--- Dataset rows ---

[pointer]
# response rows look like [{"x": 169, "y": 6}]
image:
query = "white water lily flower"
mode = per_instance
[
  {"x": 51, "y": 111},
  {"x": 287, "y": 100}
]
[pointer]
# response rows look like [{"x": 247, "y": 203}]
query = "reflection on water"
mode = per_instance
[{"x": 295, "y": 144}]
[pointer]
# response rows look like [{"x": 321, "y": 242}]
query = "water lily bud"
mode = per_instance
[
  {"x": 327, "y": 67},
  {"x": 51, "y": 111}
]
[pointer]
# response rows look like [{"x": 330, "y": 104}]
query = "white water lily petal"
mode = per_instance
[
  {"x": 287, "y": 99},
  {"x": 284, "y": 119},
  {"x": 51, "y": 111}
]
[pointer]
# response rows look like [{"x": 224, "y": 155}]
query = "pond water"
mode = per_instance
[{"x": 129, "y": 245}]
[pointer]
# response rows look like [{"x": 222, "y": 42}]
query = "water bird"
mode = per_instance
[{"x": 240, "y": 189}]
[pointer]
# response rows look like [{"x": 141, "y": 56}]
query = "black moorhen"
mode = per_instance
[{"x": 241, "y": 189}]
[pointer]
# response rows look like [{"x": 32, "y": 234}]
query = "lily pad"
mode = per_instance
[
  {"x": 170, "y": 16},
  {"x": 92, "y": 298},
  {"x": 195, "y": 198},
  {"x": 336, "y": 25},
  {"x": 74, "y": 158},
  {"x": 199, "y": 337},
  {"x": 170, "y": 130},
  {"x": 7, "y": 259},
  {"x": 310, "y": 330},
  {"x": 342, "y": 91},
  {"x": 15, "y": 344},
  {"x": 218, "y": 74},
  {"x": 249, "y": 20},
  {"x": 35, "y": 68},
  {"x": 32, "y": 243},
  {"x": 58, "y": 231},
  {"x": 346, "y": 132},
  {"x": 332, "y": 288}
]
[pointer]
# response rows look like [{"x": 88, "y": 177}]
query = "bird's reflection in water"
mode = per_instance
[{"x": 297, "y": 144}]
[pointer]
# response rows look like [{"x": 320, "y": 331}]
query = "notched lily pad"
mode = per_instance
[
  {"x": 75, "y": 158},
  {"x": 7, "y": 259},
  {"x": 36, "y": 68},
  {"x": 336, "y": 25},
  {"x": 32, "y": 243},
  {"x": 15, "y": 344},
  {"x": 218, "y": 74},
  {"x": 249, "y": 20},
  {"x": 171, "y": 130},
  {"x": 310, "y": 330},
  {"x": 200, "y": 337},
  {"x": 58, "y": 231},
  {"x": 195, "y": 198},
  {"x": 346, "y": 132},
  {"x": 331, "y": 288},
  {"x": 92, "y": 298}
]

---

Instructions for the task: Each record should come back exactly as written.

Problem solution:
[pointer]
# response rows look like [{"x": 169, "y": 6}]
image:
query = "white water lily flower"
mode = per_instance
[
  {"x": 51, "y": 111},
  {"x": 287, "y": 100}
]
[pointer]
# response rows look like [{"x": 247, "y": 203}]
query = "reflection on water"
mode = per_instance
[{"x": 295, "y": 144}]
[pointer]
# response rows look like [{"x": 321, "y": 242}]
query = "water lily bud"
mode = per_instance
[
  {"x": 327, "y": 67},
  {"x": 51, "y": 111}
]
[pointer]
# response rows look like [{"x": 330, "y": 104}]
query = "white water lily petal"
mode = per_instance
[
  {"x": 287, "y": 99},
  {"x": 284, "y": 119},
  {"x": 51, "y": 111}
]
[pointer]
# response rows look like [{"x": 224, "y": 155}]
query = "pond water"
mode = per_instance
[{"x": 129, "y": 245}]
[pointer]
# response rows look like [{"x": 222, "y": 42}]
query = "water bird"
mode = per_instance
[{"x": 240, "y": 189}]
[pointer]
# response rows look like [{"x": 141, "y": 56}]
query = "black moorhen"
mode = per_instance
[{"x": 241, "y": 189}]
[pointer]
# response rows look like [{"x": 32, "y": 234}]
query = "lily pad"
mode = per_instance
[
  {"x": 170, "y": 16},
  {"x": 92, "y": 298},
  {"x": 195, "y": 198},
  {"x": 336, "y": 25},
  {"x": 74, "y": 158},
  {"x": 199, "y": 337},
  {"x": 170, "y": 130},
  {"x": 7, "y": 259},
  {"x": 310, "y": 330},
  {"x": 342, "y": 91},
  {"x": 15, "y": 344},
  {"x": 218, "y": 74},
  {"x": 249, "y": 20},
  {"x": 35, "y": 68},
  {"x": 32, "y": 243},
  {"x": 58, "y": 231},
  {"x": 346, "y": 132},
  {"x": 332, "y": 288}
]
[pointer]
# response rows look like [{"x": 88, "y": 177}]
query = "bird's reflection in water"
mode = per_instance
[{"x": 297, "y": 144}]
[pointer]
# response rows look like [{"x": 320, "y": 331}]
query = "notched lily pad"
mode = per_instance
[
  {"x": 75, "y": 158},
  {"x": 7, "y": 259},
  {"x": 36, "y": 68},
  {"x": 336, "y": 25},
  {"x": 32, "y": 243},
  {"x": 15, "y": 344},
  {"x": 218, "y": 74},
  {"x": 249, "y": 20},
  {"x": 171, "y": 130},
  {"x": 310, "y": 330},
  {"x": 200, "y": 337},
  {"x": 58, "y": 231},
  {"x": 195, "y": 198},
  {"x": 346, "y": 132},
  {"x": 331, "y": 288},
  {"x": 92, "y": 298}
]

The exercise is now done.